» Dataset excerpts
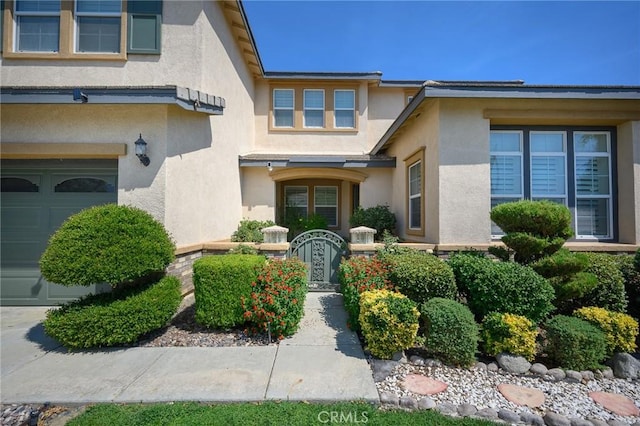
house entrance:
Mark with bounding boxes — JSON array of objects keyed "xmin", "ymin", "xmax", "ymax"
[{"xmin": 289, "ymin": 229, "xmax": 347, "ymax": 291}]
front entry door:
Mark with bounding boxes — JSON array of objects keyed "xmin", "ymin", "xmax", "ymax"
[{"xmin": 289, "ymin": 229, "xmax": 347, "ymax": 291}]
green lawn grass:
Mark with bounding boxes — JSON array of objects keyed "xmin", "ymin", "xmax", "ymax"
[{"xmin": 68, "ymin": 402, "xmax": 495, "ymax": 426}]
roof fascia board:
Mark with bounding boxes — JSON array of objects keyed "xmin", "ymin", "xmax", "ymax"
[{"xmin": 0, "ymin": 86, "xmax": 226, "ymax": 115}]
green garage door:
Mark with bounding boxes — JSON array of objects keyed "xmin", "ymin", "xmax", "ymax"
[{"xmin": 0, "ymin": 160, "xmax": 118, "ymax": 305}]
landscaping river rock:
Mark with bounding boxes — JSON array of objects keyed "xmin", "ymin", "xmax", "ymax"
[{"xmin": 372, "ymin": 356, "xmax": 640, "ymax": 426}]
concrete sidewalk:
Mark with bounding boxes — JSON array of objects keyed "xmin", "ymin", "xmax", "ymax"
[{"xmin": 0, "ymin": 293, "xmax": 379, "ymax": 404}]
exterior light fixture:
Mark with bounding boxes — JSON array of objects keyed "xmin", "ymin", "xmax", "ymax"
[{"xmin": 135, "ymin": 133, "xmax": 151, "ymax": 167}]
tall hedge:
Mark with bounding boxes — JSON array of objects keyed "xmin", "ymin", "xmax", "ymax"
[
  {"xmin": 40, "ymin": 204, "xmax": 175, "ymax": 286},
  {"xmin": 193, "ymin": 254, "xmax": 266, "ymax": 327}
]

» Exercise instructions
Put the material above into a Markdown table with two columns, Row and Line, giving each line its own numbered row. Leave out blank lines and the pictures.

» The response
| Row | Line |
|---|---|
| 1 | house entrance: |
| 2 | Mark with bounding boxes — JSON array of objects keyed "xmin", "ymin", "xmax", "ymax" |
| 3 | [{"xmin": 289, "ymin": 229, "xmax": 347, "ymax": 291}] |
| 4 | front entry door: |
| 5 | Mark with bounding boxes — JSON array of objects keyed "xmin", "ymin", "xmax", "ymax" |
| 6 | [{"xmin": 289, "ymin": 229, "xmax": 347, "ymax": 291}] |
| 7 | green lawn grass: |
| 8 | Mark with bounding boxes — JSON array of objects keyed "xmin", "ymin", "xmax", "ymax" |
| 9 | [{"xmin": 68, "ymin": 402, "xmax": 495, "ymax": 426}] |
| 10 | roof fascia board: |
| 11 | Mark with bounding boxes — JSON array of objects keyed "xmin", "ymin", "xmax", "ymax" |
| 12 | [{"xmin": 0, "ymin": 86, "xmax": 226, "ymax": 115}] |
| 13 | green garage door: |
| 14 | Mark with bounding boxes — JSON array of objects keyed "xmin", "ymin", "xmax", "ymax" |
| 15 | [{"xmin": 0, "ymin": 160, "xmax": 118, "ymax": 305}] |
| 16 | landscaping river rock: |
| 17 | Mark with bounding boxes — JSON array of objects keyed "xmin", "ymin", "xmax", "ymax" |
| 18 | [{"xmin": 372, "ymin": 356, "xmax": 640, "ymax": 426}] |
| 19 | concrete sidewalk: |
| 20 | Mark with bounding boxes — JSON array of objects keyed "xmin", "ymin", "xmax", "ymax" |
| 21 | [{"xmin": 0, "ymin": 293, "xmax": 379, "ymax": 404}] |
| 22 | exterior light fixture: |
| 23 | Mark with bounding boxes — JSON array of objects keyed "xmin", "ymin", "xmax", "ymax" |
| 24 | [{"xmin": 135, "ymin": 133, "xmax": 151, "ymax": 167}] |
| 25 | tall hedge: |
| 26 | Mark with bounding boxes — JSON array of objects keyed "xmin", "ymin", "xmax", "ymax" |
| 27 | [ |
| 28 |   {"xmin": 40, "ymin": 204, "xmax": 175, "ymax": 286}, |
| 29 |   {"xmin": 193, "ymin": 254, "xmax": 266, "ymax": 327} |
| 30 | ] |